* **Task to carry out**: Count the lines in the following data that include "blue". Please write only the number.

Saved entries
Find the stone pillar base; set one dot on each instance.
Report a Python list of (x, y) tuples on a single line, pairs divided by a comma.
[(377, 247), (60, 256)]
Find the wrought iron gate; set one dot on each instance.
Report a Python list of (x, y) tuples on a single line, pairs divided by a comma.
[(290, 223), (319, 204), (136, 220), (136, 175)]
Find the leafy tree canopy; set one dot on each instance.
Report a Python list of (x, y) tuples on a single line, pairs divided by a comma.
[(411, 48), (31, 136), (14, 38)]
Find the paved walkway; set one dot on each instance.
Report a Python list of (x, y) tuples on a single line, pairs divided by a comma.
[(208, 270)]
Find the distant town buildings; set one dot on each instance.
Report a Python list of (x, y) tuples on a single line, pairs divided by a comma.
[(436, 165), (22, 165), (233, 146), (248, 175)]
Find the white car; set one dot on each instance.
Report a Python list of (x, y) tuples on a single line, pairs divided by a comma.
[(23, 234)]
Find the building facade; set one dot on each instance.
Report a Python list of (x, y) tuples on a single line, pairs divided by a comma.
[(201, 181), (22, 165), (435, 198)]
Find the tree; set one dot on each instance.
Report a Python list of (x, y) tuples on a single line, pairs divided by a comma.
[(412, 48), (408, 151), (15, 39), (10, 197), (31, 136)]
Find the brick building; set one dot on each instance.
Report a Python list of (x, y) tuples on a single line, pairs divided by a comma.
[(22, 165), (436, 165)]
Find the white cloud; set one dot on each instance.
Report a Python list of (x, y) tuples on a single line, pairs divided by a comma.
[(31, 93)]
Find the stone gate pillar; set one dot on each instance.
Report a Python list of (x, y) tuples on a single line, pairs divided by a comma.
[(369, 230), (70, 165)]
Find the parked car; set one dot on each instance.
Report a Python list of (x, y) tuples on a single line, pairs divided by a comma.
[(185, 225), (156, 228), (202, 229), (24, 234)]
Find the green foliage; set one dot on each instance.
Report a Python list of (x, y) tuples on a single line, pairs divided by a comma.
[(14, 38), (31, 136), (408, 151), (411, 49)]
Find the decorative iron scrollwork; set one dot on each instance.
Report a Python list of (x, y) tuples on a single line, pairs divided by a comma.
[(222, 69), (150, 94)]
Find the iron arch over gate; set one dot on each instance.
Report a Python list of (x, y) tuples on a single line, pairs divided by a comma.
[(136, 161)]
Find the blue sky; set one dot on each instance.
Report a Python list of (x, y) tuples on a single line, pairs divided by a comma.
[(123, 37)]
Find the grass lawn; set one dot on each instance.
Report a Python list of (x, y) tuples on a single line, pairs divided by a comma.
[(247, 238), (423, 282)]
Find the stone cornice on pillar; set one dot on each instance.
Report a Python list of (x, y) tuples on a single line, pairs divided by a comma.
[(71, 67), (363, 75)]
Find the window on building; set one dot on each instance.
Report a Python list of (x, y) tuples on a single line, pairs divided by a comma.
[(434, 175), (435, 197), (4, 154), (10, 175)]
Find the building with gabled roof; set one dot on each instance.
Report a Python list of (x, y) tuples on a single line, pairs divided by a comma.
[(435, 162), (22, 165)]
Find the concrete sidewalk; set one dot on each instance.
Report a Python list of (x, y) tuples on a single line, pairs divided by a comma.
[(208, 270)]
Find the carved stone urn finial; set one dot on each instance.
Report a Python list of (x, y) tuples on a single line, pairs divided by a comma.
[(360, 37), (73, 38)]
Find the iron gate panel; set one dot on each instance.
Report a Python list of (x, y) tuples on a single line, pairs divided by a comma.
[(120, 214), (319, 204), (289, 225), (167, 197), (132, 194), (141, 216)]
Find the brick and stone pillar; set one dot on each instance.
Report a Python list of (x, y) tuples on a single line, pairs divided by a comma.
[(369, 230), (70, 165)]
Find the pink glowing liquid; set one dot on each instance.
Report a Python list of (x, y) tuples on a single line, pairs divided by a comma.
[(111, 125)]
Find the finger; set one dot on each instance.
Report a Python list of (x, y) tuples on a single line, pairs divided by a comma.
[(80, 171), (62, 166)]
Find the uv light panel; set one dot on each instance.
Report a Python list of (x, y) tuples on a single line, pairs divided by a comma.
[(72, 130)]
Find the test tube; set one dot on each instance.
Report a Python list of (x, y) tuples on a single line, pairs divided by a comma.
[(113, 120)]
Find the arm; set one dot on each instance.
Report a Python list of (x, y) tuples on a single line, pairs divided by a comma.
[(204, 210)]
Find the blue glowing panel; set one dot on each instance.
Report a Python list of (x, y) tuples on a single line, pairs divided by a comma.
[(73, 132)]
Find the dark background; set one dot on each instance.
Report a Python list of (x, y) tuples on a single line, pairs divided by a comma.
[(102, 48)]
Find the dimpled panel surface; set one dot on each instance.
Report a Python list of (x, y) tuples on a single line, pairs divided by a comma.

* **Task response**: 2